▶ _Passage to read_
A little less than three months later, according to federal records, CMS awarded a $485,000 contract to the consulting company Myriddian, whose chief executive is Merlynn Carson. Carson Jr. identifies himself online as one of Myriddian's board members. The contract was awarded without a competitive bidding process, federal records show, although a CMS spokesman said multiple minority-owned firms were considered.
The spokesman said the contract was for career-development services for the agency's large contacting staff. He added that Verma did not attend the Baltimore tour and said CMS has no record of her receiving an invitation.
Merlynn Carson did not immediately respond to an email seeking comment.
On June 23, according to the memo, Cruciani met with Alexander and Beth Zorc, then HUD's acting counsel, to discuss concerns that "Ben Carson Jr. continued to be involved" in planning the tour and that some of his business associates would be present.
HUD lawyers and top officials agreed to a conference call with Carson Jr. on June 26, the memo states, two days before the tour was to begin.
On the call, Cruciani wrote, Carson Jr. said that "he had invited associates 'who work with us but [who] advance HUD initiatives' " and that it was "helpful for us to get the right people in the room" to establish privately funded community centers the secretary has dubbed "EnVision Centers."
Carson Jr. said that "nothing we would do would be near a conflict." He emphasized his desire to "help his father ask the right questions" and ensure that there was follow-up on what attendees might say to the secretary, Cruciani wrote.
"I explained that he might have staffed his father during the campaign this way, but that the follow-up from official meetings would be the responsibility of HUD staff," Cruciani wrote.
At Carson Jr.'s request, Cruciani sent him a primer on federal ethics laws under the header, "Misuse of Position: Regulations applying to SOHUD," shorthand for secretary of Housing and Urban Development.
Carson Jr. told Cruciani that he did not want to create unnecessary concern and that he would speak to his father, Cruciani wrote.
Later that day, Cruciani, Alexander and Zorc discussed the matter with the secretary themselves.
"The Secretary said that it was difficult to have a Listening Tour in Baltimore without his son's involvement as his son was the largest employer in Maryland," Cruciani wrote. "I said that I understood his frustration, but explained that the rule that he avoid any actions that might create the appearance of violating the law was broad."

▶ _Record set_
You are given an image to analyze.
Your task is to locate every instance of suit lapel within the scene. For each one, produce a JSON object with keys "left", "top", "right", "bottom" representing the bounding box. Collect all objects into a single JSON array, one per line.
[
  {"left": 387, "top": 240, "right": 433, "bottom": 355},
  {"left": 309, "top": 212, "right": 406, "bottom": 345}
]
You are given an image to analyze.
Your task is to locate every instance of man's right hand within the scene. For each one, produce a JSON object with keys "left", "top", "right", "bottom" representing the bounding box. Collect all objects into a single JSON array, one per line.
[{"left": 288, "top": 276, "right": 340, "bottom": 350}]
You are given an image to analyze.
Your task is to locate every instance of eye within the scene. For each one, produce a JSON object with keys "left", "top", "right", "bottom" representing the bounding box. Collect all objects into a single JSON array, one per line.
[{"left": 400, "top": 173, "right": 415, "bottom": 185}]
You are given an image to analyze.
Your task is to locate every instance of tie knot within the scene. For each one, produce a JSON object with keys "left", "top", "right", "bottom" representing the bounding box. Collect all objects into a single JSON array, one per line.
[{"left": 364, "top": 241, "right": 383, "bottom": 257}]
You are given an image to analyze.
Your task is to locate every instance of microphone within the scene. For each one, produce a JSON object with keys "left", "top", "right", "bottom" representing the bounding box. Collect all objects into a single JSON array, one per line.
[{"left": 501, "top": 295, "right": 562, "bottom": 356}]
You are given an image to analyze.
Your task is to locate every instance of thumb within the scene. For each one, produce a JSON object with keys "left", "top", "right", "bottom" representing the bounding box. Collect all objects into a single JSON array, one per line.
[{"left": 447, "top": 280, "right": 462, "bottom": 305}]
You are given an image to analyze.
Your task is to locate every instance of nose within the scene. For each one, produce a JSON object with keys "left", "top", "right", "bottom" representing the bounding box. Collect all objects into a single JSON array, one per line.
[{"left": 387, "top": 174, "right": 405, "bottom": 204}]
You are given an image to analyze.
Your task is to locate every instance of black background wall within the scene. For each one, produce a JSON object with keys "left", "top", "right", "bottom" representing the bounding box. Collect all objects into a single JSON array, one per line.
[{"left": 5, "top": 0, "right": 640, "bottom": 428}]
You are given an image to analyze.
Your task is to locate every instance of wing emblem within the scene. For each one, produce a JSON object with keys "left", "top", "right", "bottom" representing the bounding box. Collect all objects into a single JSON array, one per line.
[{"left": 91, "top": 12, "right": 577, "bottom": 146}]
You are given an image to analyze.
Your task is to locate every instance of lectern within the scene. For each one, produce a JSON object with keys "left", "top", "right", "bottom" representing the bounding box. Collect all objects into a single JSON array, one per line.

▶ _Activity A_
Return the stretch of the article on the HUD ethics memo that begins at the words "On June 23, according" and stops after the words "would be present.", copied word for word.
▶ _Activity B_
Carry the article on the HUD ethics memo further, picking up right after its final sentence.

▶ _Answer A_
On June 23, according to the memo, Cruciani met with Alexander and Beth Zorc, then HUD's acting counsel, to discuss concerns that "Ben Carson Jr. continued to be involved" in planning the tour and that some of his business associates would be present.

▶ _Answer B_
Carson Jr. told HUD lawyers that he has "three law firms and 2,600 employees," the memo states.
Brown, the HUD spokesman, said Carson was speaking as "a proud father" and realizes that there are bigger employers in Maryland.
In the days before the listening tour, Carson Jr. used a company with which he is affiliated to invite a prominent local chief executive, Calvin G. Butler Jr. of Baltimore Gas and Electric Co., and then personally connected Butler's chief of staff with senior agency officials. The email exchange was obtained by the Democratic-leaning group American Oversight and provided to The Post.
The invitation came from Mark Powell, the chief executive of Argo Systems. Carson Jr.'s firm's website lists Argo as an "Interprise company" and says he serves on its board.
On June 15, Powell wrote to Butler: "One of my business partners, Ben Carson Jr., asked if I could extend an invitation to you or one of your senior team members to join Secretary Carson" on the tour.
Powell did not respond to an email seeking comment.
A BGE spokeswoman confirmed that Butler was invited but said he did not attend.
Carson Jr. also personally shaped the itinerary for the listening tour, adding a stop at a large mixed-use development project in West Baltimore.
"Thank you for working us in," Carson Jr. wrote to the developers, La Cité Development, on June 25.
Dan Bythewood, a partner in the project, said in an email that neither he nor his company has any business ties to Carson Jr.
"We were honored by their interest in our vision," he said.
Aaron C. Davis and Ben Terris contributed to this report.